- _EXERCISE DESCRIPTION_
Set down all of the entries precisely as they were written.
─── INPUT MATERIAL
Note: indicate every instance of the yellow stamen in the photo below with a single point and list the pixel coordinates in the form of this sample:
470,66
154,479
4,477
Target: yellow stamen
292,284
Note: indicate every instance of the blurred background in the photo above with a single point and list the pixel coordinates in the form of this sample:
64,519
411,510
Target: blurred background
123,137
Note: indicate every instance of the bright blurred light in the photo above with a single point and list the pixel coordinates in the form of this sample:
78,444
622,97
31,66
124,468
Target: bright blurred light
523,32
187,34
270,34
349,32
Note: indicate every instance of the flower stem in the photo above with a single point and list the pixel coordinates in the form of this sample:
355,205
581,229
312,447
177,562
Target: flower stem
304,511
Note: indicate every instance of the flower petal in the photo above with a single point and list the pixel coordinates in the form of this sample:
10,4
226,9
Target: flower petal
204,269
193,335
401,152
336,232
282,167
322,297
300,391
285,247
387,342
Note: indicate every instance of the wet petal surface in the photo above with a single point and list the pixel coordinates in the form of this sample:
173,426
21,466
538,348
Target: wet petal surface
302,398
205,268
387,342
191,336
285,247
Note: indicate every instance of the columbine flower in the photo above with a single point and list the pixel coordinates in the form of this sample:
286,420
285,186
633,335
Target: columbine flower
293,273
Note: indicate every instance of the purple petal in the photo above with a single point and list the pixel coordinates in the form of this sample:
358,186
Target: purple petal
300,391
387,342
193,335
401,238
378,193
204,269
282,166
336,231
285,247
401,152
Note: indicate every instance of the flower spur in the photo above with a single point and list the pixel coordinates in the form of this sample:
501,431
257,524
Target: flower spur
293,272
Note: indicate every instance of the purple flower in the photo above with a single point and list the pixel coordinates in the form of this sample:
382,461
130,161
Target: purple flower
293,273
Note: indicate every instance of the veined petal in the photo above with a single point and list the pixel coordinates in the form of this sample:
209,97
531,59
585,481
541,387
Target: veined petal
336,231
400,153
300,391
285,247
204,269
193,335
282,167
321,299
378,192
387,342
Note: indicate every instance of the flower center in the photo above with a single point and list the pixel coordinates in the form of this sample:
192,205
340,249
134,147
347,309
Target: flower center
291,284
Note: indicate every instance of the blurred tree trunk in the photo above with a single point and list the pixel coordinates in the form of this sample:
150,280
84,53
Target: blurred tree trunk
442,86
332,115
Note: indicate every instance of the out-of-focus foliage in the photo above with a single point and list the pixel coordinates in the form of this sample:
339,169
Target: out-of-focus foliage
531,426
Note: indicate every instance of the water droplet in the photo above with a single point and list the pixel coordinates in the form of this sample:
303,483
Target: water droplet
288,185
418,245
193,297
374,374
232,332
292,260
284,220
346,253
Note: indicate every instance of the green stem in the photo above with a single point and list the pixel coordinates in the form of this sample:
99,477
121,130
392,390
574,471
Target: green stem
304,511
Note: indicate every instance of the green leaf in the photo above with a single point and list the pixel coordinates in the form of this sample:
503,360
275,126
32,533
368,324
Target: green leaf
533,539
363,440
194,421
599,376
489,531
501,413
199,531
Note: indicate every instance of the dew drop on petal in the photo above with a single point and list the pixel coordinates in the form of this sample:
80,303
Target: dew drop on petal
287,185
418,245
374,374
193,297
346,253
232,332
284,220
──────
- _PROBLEM SOLUTION_
Note: indicate every instance of the yellow stamen in the photo below with a single point and list the pixel coordinates in the form of this sample:
470,66
154,479
4,477
Target: yellow stamen
292,284
Note: indicate every instance of the blurred background in the photo above with a single point and list the pixel coordinates in the form of this sample:
64,519
411,510
Target: blurred background
123,137
Note: indicate every instance of the bright blurred light in the photo above with a single point and list the pixel coordinates in the form of this sample:
78,444
622,97
31,66
124,468
Target: bright blurred light
523,32
187,34
270,34
349,32
Note: indicate every instance of the flower stem in the photo above with a single point and list the pixel coordinates in the form of this sample:
355,205
581,229
312,447
177,562
Target: flower stem
304,511
Note: indicate every instance of the flower petal in the photo above with a single point and list the pixel coordinates in the form of this sample:
10,4
226,9
Target: flower petal
204,269
193,335
401,152
336,232
282,167
322,297
300,391
285,247
387,342
Note: indicate every instance of the wet petal surface in the photo above with a single point and list the pixel coordinates in the form of this sample:
173,426
21,466
538,348
Target: wet petal surface
302,398
205,268
387,342
191,336
285,247
Note: indicate every instance of the columbine flower in the photo above with a single point and list the pixel coordinates in the form of this sample:
286,420
285,186
633,335
Target: columbine flower
293,273
Note: indicate every instance of the purple petal in the photo above with a single point and list the pixel coordinates in the form of this sample:
358,186
Target: purple petal
300,391
387,342
193,335
401,238
378,193
204,269
282,166
336,231
285,247
401,152
Note: indicate every instance of the flower spur in the photo above with a single point and list the pixel coordinates in the form of this sample:
501,431
257,524
Target: flower spur
293,272
Note: indicate every instance of the purple flower in the photo above with a single point and list the pixel coordinates in the form of this sample:
382,461
130,161
Target: purple flower
293,273
Note: indicate every instance of the veined petal in the photo above with a single point and list the pixel coordinates in the form of this sample:
209,97
531,59
585,481
541,387
Target: veined petal
336,231
400,153
300,391
285,247
204,269
193,335
282,167
321,299
378,192
387,342
Note: indicate every instance of the flower center in the photo above with a single point and list the pixel coordinates in the form of this sample:
192,205
340,249
134,147
347,309
Target: flower center
291,284
Note: indicate every instance of the blurred tree trunk in the photo above with a single point and list the pixel coordinates in the form of this sample:
150,280
84,53
Target: blurred tree trunk
442,86
332,115
Note: indicate every instance of the out-of-focus foliage in the photo above with a single point and list the pixel coordinates in the form of this sample:
339,169
Target: out-of-focus foliage
531,426
Note: indicate every instance of the water droplet in the photo above with a single point and list the pixel coordinates in the form of this sample:
303,483
Target: water droplet
288,185
418,245
193,297
374,374
232,332
292,260
284,220
346,253
Note: indicate every instance of the green stem in the photo above with a single point and list the pixel coordinates in the form of this sample:
99,477
121,130
392,390
574,471
Target: green stem
304,511
Note: indicate every instance of the green leaf in the photo above with a single point and list the pixel coordinates in the form of this sample:
503,360
275,126
32,533
368,324
Target: green leaf
533,539
363,440
194,421
599,376
489,531
501,413
199,531
Note: indicate every instance of the dew drop on petal in the photo above with a single point and list the pixel coordinates in the form of this sample:
80,303
Target: dew drop on petal
287,185
418,245
374,374
193,297
346,253
232,332
284,220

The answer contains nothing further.